** Begin Given records **

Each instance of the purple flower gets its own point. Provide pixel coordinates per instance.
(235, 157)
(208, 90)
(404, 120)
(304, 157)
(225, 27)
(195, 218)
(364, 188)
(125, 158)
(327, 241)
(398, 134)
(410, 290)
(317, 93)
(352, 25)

** End Given records **

◆ Work instructions:
Rewrite every line of the entries above, requests included, with each coordinate in the answers multiplied by 0.8 and rounded to the nearest whole number, halves rounding up.

◆ Written reply:
Each instance of the purple flower gets its own point. Provide pixel coordinates per instance.
(188, 126)
(166, 72)
(323, 96)
(243, 126)
(180, 22)
(156, 174)
(291, 150)
(100, 126)
(262, 193)
(318, 107)
(328, 232)
(254, 74)
(282, 20)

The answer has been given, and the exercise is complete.